_Passage extrait_
%%

Nusantara : la nouvelle capitale Indonésienne, quand la fuite climatique se substitue à la lutte

Le 18 Janvier 2022, la chambre basse du Parlement indonésien a approuvé le cadre législatif du projet du président Joko WIDODO annoncé en 2019, du déménagement de la capitale Indonésienne Jakarta vers l’île de Bornéo, pour y construire ex nihilo la nouvelle capitale du pays : Nusantara.

Jakarta est la capitale économique et administrative Indonésienne. C’est une ville dense avec près de 30 millions d’habitants sur toute la conurbation, et c’est la plus grande métropole de l’Asie du Sud-Ouest. Mais la ville souffre de la pollution et de catastrophes naturelles fréquentes. En effet, son air est irrespirable, entre des embouteillages records, les centrales à charbon aux périphéries de la ville et les habitants qui brulent leurs déchets. De surcroît, les tremblements de terre, le climat tropical et les pluies diluviennes, la mauvaise maitrise du pompage massif des nappes phréatiques et de l’évacuation de l’eau, ainsi que la montée des eaux à cause du réchauffement climatique, surexpose la métropole aux inondations. Jakarta perd 18cm d’altitude tous les ans et subit un affaissement de sa zone côtière à cause de la montée des eaux, si bien que 20% de la ville est désormais sous le niveau de la mer. Les estimations prédisent que cette proportion risque de doubler d’ici 2050. Jakarta est la ville qui s’ensevelit le plus rapidement au monde à cause de la montée des eaux et du réchauffement climatique. La capitale qui dynamise le pays manque d’infrastructures pour lutter durablement contre la crise qu’elle traverse.

Dépassé par la situation, le président Joko WIDODO annonçait au parlement indonésien en 2019 son projet : transférer les forces économiques et politiques de la ville de Jakarta vers une nouvelle ville. Cette nouvelle ville, Nusantara, n’existe pas encore. Il s’agit d’une zone située à plus de 2000km de Jakarta, sur l’île de Bornéo, une île essentiellement composée de forêt tropical primaire, sur un archipel partagé entre l’Indonésie, le micro-Etat/sultanat de Brunei et la Malaisie.

Si le projet a été accepté le 18 janvier 2022, c’est parce qu’il est avant tout présenté non pas comme le déménagement du centre dynamique du pays, mais comme l’opportunité de construire une ville compétitive, intelligente, écologique, fondée sur les nouvelles technologies et orientée vers l’économie verte, et localisée à l’abri des inondations et risques séismiques constants.

Sur plan, Nusentara est une ville modèle. Il s’agira d’une ville orientée sur les vélos et les piétons, une ville propre, 0 émissions carbones, qui bénéficiera des derniers progrès de la technologies et l’architecture pour être optimale est équipée de transports en commun dernier cri intégré à l’environnement. Mais ce projet pose problèmes sur plusieurs plans.

%%

_Consigne écrite a_
Recopiez les lignes des enregistrements à partir de la ligne contenant « task | put a marker on each instance of the rusty » jusqu'à la ligne contenant « x=641, y=673 », ces deux lignes comprises, demandes incluses. Augmentez de 141 chaque coordonnée des réponses, sans toucher aux demandes ni aux modèles de format.

_Enregistrements extraits_
%%

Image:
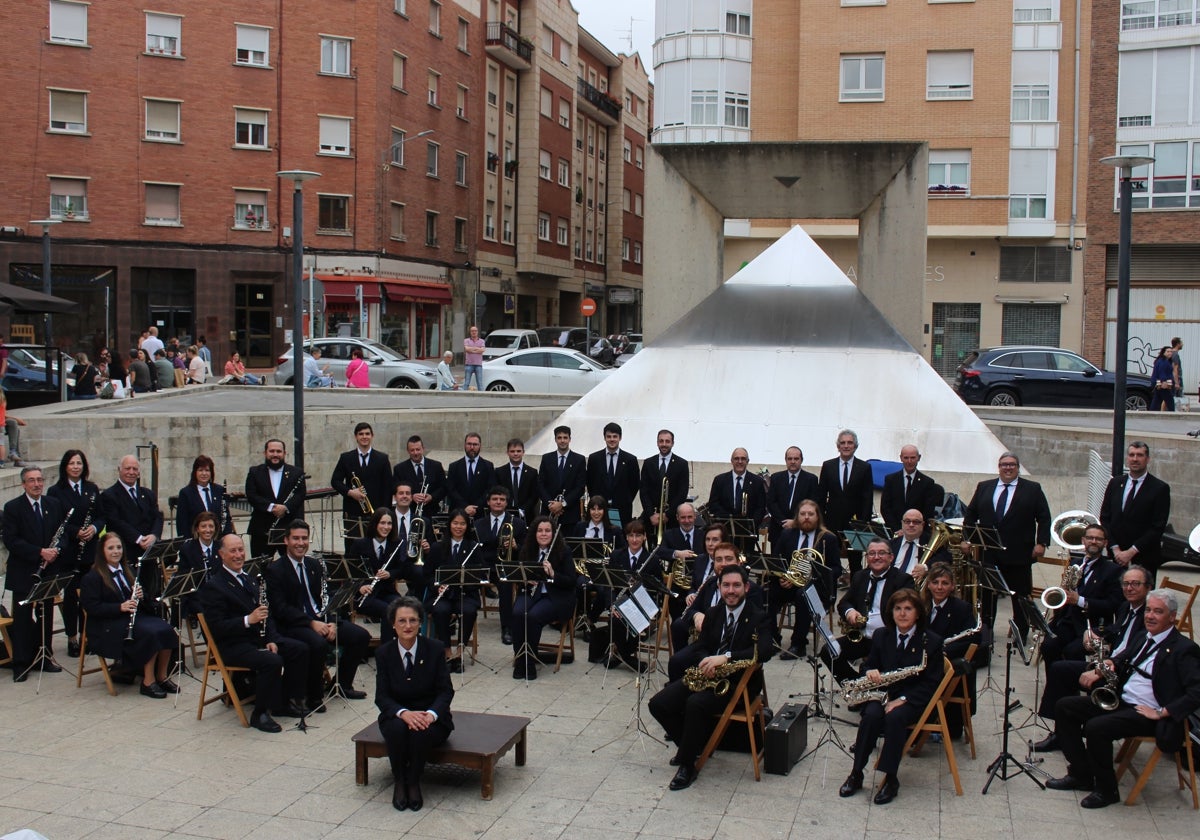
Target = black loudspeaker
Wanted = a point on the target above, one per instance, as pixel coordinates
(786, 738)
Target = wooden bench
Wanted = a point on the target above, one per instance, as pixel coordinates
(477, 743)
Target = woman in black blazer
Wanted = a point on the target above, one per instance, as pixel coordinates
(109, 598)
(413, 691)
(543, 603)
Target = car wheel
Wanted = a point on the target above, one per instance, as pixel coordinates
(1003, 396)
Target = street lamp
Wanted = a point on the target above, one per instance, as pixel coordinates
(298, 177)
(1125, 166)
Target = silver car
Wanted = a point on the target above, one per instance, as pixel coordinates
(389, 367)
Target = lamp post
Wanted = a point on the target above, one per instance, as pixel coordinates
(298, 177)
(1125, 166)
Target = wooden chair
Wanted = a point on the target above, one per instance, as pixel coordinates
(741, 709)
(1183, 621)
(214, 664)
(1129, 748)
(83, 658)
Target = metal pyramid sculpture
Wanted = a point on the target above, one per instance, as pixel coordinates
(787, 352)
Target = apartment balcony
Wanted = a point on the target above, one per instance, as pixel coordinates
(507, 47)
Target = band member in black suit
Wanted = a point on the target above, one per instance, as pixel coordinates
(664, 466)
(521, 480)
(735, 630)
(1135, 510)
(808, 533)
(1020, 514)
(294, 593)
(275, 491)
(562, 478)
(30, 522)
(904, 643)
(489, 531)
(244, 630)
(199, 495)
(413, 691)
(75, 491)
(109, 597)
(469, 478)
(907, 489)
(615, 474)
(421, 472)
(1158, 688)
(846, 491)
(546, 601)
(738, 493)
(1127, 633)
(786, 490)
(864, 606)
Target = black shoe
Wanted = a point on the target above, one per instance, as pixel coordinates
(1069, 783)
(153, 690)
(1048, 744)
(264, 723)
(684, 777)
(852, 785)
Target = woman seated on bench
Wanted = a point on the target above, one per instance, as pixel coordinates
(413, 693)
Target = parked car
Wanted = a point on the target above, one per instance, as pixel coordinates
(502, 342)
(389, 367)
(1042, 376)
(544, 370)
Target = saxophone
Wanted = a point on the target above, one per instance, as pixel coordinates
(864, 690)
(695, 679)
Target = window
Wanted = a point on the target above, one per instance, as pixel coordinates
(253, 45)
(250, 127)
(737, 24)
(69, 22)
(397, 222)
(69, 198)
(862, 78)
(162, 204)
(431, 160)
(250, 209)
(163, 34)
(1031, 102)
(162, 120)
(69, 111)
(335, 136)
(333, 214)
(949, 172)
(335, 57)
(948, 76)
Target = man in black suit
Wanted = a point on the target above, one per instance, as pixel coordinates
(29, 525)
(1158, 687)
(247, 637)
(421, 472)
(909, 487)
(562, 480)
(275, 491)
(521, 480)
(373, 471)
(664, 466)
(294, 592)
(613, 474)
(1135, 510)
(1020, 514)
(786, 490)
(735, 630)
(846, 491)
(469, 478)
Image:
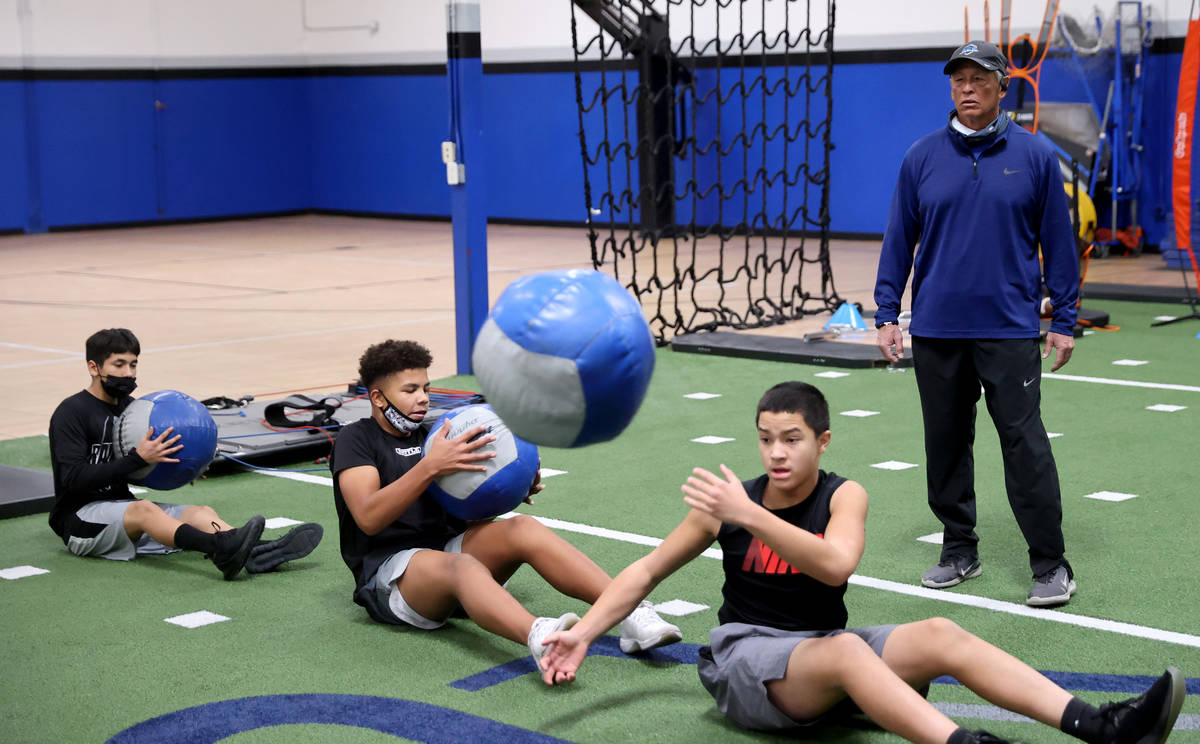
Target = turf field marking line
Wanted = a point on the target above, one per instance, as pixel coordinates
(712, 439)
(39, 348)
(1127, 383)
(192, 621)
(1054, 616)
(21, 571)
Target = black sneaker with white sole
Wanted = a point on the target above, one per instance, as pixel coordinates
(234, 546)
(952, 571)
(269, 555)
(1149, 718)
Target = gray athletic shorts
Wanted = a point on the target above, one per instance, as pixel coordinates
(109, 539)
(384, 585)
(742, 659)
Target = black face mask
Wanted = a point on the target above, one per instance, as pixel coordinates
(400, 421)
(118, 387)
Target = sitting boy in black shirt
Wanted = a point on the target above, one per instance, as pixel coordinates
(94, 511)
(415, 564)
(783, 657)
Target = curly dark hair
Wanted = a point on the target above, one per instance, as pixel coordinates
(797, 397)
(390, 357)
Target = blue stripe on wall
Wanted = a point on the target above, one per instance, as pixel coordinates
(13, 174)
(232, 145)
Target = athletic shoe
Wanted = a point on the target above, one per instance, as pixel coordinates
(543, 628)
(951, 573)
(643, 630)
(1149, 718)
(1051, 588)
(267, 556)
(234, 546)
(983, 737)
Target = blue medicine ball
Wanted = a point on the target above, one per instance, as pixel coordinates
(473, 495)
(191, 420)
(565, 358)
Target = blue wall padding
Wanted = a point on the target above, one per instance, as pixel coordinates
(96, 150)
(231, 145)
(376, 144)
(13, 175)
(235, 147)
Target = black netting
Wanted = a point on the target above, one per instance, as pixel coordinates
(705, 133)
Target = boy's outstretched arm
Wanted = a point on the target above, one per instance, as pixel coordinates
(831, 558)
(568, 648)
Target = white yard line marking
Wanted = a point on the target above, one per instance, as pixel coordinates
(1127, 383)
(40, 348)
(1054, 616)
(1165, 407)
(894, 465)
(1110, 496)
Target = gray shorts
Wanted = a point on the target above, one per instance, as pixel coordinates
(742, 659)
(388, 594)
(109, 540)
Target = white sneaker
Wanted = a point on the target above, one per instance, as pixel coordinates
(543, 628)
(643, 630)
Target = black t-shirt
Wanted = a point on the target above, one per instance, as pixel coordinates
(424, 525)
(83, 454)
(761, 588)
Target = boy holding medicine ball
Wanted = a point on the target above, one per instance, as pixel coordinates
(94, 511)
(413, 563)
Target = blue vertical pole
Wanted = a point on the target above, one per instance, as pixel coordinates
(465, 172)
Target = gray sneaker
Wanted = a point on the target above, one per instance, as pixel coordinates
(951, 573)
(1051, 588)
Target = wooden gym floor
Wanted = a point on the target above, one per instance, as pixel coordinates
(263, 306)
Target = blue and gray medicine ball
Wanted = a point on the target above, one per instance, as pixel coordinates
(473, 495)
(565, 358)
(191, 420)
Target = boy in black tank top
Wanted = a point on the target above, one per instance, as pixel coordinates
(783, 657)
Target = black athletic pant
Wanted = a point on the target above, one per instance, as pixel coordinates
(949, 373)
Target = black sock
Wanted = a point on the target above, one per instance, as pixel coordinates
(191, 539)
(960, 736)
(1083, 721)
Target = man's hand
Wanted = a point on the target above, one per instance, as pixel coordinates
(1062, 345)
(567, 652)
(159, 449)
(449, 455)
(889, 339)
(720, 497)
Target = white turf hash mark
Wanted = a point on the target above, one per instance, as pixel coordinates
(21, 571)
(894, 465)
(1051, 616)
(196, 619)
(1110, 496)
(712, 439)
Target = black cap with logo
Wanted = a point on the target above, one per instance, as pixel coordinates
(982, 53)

%%
%%

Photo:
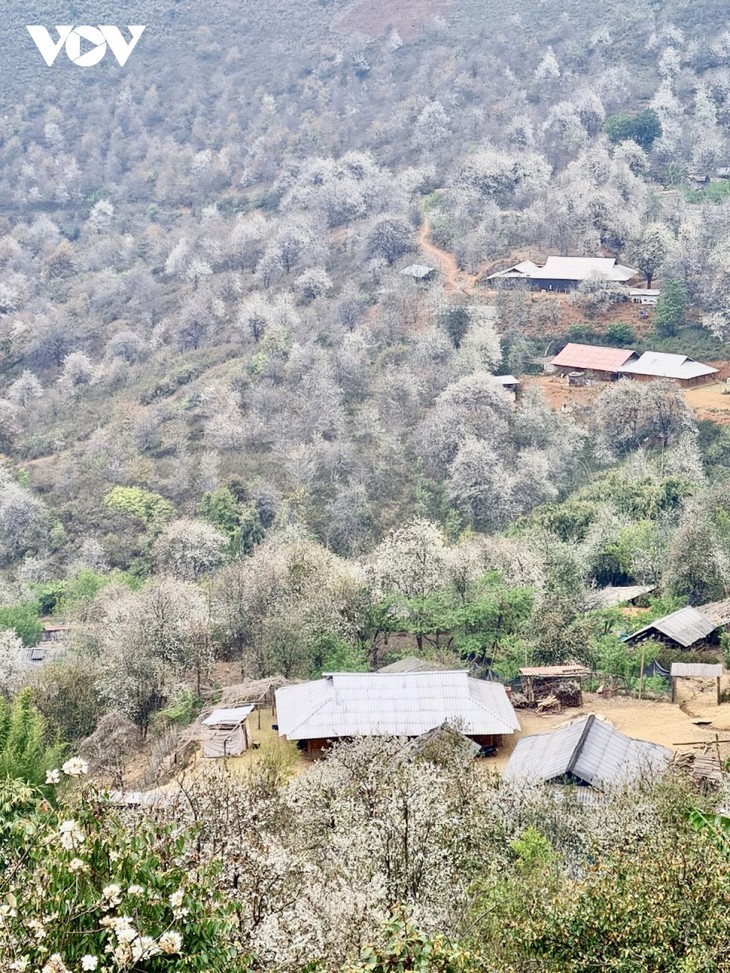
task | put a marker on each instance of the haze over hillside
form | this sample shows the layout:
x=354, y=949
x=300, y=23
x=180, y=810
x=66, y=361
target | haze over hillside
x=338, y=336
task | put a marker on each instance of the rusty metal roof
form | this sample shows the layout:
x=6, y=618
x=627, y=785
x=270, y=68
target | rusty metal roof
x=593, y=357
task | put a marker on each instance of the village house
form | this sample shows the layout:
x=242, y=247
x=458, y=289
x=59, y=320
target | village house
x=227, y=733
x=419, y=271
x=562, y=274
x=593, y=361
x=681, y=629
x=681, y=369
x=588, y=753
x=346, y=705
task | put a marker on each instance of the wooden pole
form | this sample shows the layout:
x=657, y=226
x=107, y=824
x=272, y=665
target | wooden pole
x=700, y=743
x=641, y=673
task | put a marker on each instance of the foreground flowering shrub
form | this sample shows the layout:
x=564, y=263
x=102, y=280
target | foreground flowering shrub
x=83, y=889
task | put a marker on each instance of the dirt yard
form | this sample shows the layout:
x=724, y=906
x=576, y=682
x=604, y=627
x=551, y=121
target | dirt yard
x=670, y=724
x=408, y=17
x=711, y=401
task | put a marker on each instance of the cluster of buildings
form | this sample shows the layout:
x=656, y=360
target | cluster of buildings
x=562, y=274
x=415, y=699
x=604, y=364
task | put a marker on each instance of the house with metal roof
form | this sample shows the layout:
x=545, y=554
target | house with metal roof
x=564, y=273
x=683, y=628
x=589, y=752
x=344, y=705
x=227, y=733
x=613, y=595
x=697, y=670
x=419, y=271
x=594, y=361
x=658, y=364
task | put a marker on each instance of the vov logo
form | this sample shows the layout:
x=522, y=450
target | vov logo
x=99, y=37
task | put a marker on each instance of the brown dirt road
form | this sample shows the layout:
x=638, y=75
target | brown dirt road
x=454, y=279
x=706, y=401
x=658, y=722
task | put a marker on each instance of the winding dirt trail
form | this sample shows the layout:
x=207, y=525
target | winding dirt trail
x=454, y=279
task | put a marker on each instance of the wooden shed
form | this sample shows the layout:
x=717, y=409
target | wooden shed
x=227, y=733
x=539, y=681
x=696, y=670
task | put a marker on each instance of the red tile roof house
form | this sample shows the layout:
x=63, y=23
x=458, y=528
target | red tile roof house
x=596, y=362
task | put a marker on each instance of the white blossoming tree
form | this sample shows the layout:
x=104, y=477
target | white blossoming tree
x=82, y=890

%%
%%

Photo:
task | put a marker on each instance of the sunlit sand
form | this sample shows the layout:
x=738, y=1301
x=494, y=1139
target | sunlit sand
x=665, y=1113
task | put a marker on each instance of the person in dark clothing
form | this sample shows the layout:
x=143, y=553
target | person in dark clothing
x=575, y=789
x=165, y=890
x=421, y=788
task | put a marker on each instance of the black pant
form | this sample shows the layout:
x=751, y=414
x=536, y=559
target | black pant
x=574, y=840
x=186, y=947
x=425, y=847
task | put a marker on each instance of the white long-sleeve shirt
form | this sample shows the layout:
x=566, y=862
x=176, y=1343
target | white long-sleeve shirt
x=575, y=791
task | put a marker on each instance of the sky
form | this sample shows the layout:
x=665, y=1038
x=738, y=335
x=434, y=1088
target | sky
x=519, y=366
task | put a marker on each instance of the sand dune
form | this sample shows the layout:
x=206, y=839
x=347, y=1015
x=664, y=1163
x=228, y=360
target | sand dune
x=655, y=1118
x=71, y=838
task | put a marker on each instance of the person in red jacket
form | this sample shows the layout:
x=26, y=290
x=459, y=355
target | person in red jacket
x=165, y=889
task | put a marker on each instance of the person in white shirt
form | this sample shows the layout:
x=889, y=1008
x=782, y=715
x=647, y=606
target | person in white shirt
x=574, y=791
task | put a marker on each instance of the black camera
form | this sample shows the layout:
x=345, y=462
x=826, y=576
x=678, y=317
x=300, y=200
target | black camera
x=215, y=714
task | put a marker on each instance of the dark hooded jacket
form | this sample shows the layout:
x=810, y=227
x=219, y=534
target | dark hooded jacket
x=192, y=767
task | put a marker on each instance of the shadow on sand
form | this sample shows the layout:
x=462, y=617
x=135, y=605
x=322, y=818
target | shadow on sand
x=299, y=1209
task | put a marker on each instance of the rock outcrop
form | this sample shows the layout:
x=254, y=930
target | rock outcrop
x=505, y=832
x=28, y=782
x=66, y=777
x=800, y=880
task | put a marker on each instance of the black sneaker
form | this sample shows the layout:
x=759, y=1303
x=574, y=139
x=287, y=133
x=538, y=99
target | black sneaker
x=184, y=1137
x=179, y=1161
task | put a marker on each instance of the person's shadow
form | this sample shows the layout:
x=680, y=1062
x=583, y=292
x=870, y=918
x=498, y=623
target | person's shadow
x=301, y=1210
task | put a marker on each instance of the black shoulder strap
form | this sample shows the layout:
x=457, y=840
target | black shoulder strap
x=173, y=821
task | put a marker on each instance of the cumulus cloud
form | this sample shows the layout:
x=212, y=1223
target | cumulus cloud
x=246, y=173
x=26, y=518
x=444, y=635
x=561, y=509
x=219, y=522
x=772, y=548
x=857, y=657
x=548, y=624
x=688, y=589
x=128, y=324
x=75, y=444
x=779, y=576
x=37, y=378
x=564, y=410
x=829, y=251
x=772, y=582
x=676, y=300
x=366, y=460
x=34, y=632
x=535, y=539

%%

_Consigne écrite b_
D'après le passage sur Nusantara, quelle proportion de Jakarta se trouve désormais sous le niveau de la mer ?

_Réponse à l'exercice a_
task | put a marker on each instance of the rusty metal roof
form | this sample shows the layout:
x=6, y=618
x=627, y=785
x=270, y=68
target | rusty metal roof
x=734, y=498
task | put a marker on each instance of the village house
form | this sample shows the layout:
x=242, y=247
x=458, y=289
x=59, y=320
target | village house
x=368, y=874
x=560, y=412
x=703, y=415
x=734, y=502
x=822, y=770
x=822, y=510
x=729, y=894
x=487, y=846
task | put a marker on each instance of the wooden pole
form | this sample shows the layout:
x=657, y=226
x=107, y=824
x=272, y=665
target | wooden pole
x=841, y=884
x=782, y=814

_Réponse à l'exercice b_
20 % de la ville.